» **Dataset**

▼▼▼

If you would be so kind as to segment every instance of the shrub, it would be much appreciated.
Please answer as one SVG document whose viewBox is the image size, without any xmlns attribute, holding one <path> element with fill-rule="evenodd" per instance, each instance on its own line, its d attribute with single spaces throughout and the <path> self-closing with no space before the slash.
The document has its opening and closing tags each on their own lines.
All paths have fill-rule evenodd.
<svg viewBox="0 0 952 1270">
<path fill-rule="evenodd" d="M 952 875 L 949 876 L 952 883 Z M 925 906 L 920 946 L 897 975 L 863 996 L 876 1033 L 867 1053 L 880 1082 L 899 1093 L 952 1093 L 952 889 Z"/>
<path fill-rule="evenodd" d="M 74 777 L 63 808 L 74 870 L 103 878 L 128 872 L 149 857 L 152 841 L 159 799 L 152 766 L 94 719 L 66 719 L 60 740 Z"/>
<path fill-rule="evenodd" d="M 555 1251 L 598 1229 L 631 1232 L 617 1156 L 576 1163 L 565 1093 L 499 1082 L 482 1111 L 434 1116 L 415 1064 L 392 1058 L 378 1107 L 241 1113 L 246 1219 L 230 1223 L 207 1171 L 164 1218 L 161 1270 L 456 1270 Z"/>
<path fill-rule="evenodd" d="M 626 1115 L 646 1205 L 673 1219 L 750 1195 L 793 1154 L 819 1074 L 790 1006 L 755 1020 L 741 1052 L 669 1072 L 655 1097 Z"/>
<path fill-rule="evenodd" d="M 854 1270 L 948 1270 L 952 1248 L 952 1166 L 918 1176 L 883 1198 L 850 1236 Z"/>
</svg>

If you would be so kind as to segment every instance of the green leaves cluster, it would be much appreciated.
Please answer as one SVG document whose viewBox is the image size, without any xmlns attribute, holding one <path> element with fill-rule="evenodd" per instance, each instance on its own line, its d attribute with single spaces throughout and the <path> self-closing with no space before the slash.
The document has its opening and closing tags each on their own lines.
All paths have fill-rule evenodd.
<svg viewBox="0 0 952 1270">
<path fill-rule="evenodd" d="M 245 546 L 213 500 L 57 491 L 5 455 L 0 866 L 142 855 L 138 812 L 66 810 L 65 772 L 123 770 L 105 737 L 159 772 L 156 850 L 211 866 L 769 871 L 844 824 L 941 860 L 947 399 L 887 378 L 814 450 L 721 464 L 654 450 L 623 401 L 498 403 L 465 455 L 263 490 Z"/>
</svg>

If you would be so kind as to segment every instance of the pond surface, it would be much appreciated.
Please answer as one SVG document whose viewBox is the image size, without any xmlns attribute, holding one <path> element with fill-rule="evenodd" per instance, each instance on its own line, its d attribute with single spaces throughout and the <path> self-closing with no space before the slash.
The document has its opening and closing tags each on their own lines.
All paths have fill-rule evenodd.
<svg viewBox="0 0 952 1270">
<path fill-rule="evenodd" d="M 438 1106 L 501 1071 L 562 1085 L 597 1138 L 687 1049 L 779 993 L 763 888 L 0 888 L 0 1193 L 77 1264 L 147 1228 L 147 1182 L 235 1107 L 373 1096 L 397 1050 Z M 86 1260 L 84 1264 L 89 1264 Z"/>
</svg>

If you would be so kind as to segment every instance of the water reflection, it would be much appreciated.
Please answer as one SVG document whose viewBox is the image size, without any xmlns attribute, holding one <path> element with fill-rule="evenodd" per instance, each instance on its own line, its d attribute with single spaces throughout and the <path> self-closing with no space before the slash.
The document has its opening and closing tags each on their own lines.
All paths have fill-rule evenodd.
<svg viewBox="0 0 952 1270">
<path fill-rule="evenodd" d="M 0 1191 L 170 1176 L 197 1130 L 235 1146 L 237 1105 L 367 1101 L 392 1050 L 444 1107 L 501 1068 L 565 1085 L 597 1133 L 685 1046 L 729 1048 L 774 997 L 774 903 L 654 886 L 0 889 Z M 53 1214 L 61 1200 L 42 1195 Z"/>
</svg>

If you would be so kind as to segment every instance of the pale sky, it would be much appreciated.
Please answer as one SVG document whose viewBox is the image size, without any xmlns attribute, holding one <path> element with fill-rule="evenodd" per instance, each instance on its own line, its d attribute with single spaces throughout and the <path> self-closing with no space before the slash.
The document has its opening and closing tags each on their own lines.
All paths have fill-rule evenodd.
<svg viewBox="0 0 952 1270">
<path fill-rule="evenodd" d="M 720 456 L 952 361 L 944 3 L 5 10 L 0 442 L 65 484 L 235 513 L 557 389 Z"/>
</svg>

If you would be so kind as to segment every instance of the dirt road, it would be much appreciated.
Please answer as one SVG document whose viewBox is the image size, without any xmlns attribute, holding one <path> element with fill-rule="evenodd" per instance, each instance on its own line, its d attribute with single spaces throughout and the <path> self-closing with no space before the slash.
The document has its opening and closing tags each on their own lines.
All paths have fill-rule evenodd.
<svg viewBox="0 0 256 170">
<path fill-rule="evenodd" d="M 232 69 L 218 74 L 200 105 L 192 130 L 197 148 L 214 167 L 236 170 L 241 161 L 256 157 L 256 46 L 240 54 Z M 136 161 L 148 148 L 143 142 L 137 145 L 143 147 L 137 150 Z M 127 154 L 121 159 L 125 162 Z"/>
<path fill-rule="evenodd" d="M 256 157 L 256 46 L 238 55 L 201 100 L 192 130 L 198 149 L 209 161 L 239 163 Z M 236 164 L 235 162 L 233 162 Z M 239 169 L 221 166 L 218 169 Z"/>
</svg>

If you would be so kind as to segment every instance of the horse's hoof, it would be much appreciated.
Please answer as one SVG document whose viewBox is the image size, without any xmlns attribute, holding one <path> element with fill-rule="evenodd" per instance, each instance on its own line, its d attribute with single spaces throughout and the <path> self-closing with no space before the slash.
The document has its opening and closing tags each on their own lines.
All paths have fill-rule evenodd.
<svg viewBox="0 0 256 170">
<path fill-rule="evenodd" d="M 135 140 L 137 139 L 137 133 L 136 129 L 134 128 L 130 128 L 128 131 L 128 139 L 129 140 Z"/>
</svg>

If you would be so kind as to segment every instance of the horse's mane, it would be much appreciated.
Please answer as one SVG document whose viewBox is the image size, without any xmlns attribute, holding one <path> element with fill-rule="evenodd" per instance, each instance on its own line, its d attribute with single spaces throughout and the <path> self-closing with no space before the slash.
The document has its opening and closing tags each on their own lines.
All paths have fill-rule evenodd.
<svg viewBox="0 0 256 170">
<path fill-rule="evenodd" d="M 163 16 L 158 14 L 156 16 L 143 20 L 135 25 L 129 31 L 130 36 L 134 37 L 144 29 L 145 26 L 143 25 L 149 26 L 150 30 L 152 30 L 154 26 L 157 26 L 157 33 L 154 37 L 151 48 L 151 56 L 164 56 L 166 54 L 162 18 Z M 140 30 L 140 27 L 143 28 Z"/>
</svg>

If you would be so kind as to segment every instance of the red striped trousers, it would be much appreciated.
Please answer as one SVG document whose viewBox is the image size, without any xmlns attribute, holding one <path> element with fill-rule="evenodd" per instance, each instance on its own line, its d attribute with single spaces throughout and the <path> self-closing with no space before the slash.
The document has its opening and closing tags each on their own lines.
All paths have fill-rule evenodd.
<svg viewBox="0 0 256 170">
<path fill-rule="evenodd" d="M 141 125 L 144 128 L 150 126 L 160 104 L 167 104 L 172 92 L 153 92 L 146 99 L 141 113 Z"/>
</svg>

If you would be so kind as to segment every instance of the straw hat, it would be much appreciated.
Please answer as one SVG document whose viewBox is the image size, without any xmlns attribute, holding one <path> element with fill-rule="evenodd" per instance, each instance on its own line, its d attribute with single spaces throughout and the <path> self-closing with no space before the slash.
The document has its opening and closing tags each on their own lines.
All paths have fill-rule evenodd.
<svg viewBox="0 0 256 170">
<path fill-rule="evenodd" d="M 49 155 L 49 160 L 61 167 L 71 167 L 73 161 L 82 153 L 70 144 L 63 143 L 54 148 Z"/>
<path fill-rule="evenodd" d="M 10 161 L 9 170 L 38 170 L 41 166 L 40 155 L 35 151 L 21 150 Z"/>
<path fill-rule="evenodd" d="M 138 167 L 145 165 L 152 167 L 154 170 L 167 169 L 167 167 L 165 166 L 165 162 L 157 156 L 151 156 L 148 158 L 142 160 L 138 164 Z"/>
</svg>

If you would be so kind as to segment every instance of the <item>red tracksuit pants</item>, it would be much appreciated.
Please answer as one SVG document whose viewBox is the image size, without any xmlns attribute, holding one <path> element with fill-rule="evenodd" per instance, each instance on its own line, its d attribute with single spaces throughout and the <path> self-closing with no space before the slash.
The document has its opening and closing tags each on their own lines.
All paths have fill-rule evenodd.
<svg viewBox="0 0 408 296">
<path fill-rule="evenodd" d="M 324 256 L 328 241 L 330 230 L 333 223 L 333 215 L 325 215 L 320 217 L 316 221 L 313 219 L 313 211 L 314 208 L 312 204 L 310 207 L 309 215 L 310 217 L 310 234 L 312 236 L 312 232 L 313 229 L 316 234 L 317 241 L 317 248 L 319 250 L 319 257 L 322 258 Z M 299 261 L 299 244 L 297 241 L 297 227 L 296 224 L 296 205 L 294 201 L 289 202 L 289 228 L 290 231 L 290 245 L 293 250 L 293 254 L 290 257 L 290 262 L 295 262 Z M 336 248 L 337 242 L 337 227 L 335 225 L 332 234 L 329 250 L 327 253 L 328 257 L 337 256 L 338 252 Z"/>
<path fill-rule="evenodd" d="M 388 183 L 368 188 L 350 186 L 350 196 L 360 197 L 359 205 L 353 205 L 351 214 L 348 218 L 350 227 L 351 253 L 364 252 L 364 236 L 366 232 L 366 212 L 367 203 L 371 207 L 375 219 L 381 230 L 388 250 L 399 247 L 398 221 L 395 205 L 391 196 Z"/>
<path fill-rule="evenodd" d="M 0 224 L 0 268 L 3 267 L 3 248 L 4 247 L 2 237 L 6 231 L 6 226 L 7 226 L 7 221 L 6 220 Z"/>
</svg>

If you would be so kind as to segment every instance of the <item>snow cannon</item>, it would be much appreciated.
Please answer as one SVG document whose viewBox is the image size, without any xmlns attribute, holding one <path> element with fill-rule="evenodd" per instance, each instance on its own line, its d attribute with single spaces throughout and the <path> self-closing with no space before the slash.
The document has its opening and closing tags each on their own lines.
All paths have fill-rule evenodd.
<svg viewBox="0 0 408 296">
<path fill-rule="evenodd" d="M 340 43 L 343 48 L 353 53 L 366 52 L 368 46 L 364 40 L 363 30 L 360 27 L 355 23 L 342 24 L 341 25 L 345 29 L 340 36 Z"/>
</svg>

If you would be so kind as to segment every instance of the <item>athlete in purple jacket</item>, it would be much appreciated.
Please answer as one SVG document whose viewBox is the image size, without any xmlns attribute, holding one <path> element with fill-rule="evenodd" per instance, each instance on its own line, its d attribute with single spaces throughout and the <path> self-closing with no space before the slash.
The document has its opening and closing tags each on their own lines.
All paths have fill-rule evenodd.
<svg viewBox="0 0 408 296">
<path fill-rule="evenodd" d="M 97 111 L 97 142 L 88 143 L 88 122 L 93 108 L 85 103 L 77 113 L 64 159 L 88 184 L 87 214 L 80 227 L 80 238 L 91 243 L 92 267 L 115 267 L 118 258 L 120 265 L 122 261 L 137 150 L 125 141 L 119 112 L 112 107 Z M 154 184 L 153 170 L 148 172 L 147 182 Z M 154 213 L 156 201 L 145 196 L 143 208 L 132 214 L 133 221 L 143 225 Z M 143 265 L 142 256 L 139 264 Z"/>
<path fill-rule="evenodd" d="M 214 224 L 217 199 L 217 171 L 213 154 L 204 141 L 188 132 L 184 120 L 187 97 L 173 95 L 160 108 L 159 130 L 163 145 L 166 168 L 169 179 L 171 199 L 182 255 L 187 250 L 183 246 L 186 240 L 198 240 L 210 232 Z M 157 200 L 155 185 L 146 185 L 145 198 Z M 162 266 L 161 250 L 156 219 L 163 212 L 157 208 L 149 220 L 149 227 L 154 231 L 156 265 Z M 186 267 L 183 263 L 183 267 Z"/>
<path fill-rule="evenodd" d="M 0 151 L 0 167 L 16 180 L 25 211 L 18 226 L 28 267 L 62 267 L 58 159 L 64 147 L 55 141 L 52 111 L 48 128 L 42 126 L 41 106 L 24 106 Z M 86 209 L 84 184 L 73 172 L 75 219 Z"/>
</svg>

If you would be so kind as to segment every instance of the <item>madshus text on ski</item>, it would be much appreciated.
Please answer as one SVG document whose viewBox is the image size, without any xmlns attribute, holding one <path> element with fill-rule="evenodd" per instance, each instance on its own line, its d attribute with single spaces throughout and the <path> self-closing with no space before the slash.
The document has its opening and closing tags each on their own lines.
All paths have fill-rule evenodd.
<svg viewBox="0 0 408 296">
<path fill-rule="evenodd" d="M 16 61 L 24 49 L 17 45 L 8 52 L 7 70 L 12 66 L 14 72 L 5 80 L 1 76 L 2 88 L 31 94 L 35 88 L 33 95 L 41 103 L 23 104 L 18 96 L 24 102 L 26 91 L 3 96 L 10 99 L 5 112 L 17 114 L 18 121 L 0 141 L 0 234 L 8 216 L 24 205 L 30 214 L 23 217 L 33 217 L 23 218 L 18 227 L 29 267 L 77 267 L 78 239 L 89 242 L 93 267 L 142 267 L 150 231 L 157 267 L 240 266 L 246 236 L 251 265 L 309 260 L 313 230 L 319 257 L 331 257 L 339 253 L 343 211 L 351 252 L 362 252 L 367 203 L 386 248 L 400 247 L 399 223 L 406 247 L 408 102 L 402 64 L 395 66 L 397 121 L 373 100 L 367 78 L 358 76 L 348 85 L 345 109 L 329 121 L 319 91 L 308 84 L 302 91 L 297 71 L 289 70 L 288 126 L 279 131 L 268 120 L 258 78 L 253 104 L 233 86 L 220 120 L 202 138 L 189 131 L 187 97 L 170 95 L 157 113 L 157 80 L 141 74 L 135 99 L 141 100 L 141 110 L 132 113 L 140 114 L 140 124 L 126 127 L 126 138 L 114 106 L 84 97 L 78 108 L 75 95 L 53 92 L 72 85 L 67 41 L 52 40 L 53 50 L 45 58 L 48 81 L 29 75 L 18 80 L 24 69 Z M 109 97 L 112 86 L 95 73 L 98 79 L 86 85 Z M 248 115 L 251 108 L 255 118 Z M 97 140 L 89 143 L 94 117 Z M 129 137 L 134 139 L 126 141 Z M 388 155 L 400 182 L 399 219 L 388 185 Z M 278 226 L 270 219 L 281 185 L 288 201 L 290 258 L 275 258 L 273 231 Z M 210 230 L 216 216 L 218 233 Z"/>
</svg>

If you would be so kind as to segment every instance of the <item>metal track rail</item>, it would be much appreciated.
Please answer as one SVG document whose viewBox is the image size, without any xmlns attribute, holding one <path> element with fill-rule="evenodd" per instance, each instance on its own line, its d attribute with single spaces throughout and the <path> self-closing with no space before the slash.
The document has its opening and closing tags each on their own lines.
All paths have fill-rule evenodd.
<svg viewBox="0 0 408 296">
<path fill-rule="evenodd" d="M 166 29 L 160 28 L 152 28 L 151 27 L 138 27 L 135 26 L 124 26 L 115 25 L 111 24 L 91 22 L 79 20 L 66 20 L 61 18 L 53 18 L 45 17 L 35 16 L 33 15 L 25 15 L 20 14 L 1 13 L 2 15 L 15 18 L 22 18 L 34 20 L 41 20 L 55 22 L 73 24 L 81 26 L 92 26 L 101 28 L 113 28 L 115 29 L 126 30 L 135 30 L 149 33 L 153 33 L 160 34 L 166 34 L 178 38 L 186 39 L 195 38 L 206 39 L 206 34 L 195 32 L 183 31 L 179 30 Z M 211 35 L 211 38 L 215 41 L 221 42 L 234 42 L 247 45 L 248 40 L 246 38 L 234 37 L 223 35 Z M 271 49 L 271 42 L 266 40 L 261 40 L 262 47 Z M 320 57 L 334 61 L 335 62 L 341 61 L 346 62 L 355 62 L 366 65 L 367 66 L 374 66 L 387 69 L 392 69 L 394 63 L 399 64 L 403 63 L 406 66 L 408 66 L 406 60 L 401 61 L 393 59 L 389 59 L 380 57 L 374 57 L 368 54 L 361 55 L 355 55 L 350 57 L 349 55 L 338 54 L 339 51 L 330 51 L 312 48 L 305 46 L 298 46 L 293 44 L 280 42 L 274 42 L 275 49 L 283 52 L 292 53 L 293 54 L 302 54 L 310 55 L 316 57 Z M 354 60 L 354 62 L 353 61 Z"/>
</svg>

▲▲▲

» **Instructions to follow**
Select each line of the material above that contains the word "horse".

» **Written reply**
If you would be so kind as to segment every instance of the horse's hoof, it would be much appreciated.
If you would be so kind as to segment every instance of the horse's mane, it would be much appreciated.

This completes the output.